## PROBLEM TO WORK ON
Answer these questions using the weekly market recap.
1. What was the value of the shares FIIs purchased on Friday?
2. What revenue did Adobe say it delivered in 2023?
3. By what percentage did the Dow Jones close higher for the week?

## READING PASSAGE
This week, the Federal Reserve keeps interest rates unchanged, Sensex crosses into historic 71,000 terrains for the first time, and Adobe reports a record high of $5 billion in revenue in a single quarter.

  • The Federal Reserve opted to keep interest rates unchanged for the third time in a row, triggering a relief rally in the markets. Meanwhile, Fed officials projected three quarter-point rate cuts in 2024, spurring a new burst of inflows into equity markets.
  • Fuelled by strong FII buying, Sensex raced past the 71,000 level in a bull rally that ended in green for the seventh consecutive week. On Friday alone, FIIs purchased shares worth over ₹9,239 crore, whereas DIIs booked profits, selling shares worth  ₹3,077 crore. 
  • Adobe Inc. reported a 12% jump on a Y-o-Y basis in its topline growth, which scaled past $5.1 billion for the fourth quarter of 2023. The company said that it had delivered record revenue of $19.41 billion in 2023, growing at a steady rate of 10%
  • The dollar fell by over 1% against other major currencies after the Federal Reserve indicated that it could likely be reaching the end of its rate hike cycle. The benchmark 10-year Treasury yields plunged to 3.9% indicating further dollar weakness.

Taking stock | Fed pulls a Santa | Sensex soars | Adobe’s home run | Dollar doldrums | Invest wisely | Another week in the markets

Taking stock

Investors cheered on as all three major US indices closed in positive territory this week. Cooler-than-anticipated inflation numbers coupled with dovish commentary by the Federal Reserve Chair Jerome Powell propelled the bourses to a seventh straight week of gains. The year-end rally seems to be on a near-unstoppable roll. Dow Jones closed 2.92% higher, the S&P 500 increased by 2.49%, while Nasdaq surged by 2.85% weekly. 

Fed pulls a Santa

Chair Jerome Powell might as well have donned a Santa hat, considering the market’s response to his rate hike cycle commentary. On Wednesday this week, Chair Powell took to the podium and said that the “policy rate is likely at or near its peak for the tightening cycle”, opening the floodgates to funds roaring back into all three major US indices. 

Simultaneously, projections from other Fed officials pencilling in three rate cuts for the next year also gave market players much-needed grist to support a bullish outlook. 

In his address after the FOMC meeting, Chair Powell marked out that he was acutely aware of the risk of unnecessarily damaging the economy by keeping the interest rates high for too long. Powell said that Fed officials had started entertaining the idea of rate cuts after looking at the sharper-than-expected fall in inflation figures.

[Point annotation dataset records]
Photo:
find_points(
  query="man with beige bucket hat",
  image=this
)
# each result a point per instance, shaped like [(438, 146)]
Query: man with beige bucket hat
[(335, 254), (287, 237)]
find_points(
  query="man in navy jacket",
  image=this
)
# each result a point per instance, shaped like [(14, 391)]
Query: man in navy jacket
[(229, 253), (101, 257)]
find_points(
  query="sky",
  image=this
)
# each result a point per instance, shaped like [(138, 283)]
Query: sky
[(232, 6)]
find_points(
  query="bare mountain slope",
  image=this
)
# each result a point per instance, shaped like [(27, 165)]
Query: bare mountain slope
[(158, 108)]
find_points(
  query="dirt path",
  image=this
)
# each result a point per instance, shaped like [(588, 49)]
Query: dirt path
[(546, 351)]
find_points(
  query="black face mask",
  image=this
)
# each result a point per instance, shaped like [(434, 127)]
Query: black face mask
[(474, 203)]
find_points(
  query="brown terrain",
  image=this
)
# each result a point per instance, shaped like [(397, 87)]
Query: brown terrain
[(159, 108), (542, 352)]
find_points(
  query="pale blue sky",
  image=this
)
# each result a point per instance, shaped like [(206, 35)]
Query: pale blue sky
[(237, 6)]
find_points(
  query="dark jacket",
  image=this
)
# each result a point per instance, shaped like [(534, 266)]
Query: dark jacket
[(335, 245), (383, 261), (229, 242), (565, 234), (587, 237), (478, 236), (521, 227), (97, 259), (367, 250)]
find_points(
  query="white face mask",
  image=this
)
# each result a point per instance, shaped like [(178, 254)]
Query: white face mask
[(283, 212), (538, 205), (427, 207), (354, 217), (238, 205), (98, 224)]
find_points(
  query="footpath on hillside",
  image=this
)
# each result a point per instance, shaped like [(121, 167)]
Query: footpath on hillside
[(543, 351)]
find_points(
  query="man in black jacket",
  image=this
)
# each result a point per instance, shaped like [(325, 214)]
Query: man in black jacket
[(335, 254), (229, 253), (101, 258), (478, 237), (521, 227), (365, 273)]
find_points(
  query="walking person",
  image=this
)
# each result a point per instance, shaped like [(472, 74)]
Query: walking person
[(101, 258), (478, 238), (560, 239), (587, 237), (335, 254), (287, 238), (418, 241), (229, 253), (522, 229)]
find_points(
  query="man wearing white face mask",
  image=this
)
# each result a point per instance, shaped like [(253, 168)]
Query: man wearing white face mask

## ANSWER TO THE PROBLEM
1. Over ₹9,239 crore.
2. $19.41 billion.
3. 2.92%.